» **Goal**
Transcribe the records in full, keeping every character as it is.

» **Data for this exercise**
· · · · ·

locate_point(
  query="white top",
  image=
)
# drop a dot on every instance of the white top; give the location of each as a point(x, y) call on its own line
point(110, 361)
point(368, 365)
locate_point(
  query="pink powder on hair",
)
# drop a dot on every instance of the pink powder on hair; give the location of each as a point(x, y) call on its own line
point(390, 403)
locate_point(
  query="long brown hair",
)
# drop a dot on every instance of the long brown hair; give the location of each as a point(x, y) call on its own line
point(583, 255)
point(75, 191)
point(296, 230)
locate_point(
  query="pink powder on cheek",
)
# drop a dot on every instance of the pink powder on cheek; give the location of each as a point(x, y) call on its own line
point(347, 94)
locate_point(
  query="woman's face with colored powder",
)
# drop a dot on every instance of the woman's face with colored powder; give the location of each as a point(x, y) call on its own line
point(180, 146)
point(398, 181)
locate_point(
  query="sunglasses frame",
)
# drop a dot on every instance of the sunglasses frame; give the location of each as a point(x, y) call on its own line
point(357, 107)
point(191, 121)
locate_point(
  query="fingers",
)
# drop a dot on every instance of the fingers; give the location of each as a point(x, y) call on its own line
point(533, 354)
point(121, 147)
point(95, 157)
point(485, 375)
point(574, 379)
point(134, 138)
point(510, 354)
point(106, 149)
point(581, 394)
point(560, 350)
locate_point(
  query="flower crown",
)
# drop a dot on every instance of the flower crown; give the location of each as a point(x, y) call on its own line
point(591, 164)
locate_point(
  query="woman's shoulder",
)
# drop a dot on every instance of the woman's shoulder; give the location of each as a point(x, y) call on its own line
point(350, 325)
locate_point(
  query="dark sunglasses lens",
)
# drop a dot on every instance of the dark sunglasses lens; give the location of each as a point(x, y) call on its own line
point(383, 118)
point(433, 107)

· · · · ·

» **Solution for this problem**
locate_point(
  query="white top",
  image=
)
# drop a dot on every instance of the white top; give the location of each as a point(x, y) call on its own line
point(110, 361)
point(368, 365)
locate_point(
  query="pink powder on hair",
)
# drop a dot on every instance of the pink powder on hair; give the location of each as a point(x, y) call on its own line
point(390, 403)
locate_point(
  query="long brown hair",
)
# drop a dot on every instance of the long brown hair; give the location of each as a point(x, y) call on its own line
point(583, 255)
point(75, 191)
point(296, 230)
locate_point(
  query="pink powder on cheek",
)
# drop a dot on every instance of the pink powder on cheek; give the location of each as a point(x, y) call on its own line
point(347, 94)
locate_point(
  query="woman's face with colored powder",
)
# drop a dot on every instance of the woman's face with colored powder; give the location of each as a point(x, y) call on its own line
point(180, 146)
point(398, 181)
locate_point(
  query="sunglasses frame",
)
# drop a dot on every instance of the sunglasses frame; give the location of each as a point(x, y) call on its own line
point(357, 107)
point(191, 121)
locate_point(
  query="fingers",
)
# drop a dot on every instance of the fingers; give the location of each as a point(x, y) call on its own line
point(533, 354)
point(121, 147)
point(95, 157)
point(485, 375)
point(574, 379)
point(134, 138)
point(510, 354)
point(106, 149)
point(581, 394)
point(560, 350)
locate_point(
  query="flower crown",
)
# drop a dot on every instance of the flower crown; give the location of each as a point(x, y) call on its own line
point(591, 164)
locate_point(
  query="woman's shoulder",
)
# drop a dot on every instance of the woman's shoulder; give the location of each as a point(x, y) call on its own line
point(350, 325)
locate_point(
  query="dark sunglasses lens",
)
# drop a dot on every instance of the dark sunglasses lens; give the location of each as a point(x, y) call on its own line
point(383, 118)
point(433, 107)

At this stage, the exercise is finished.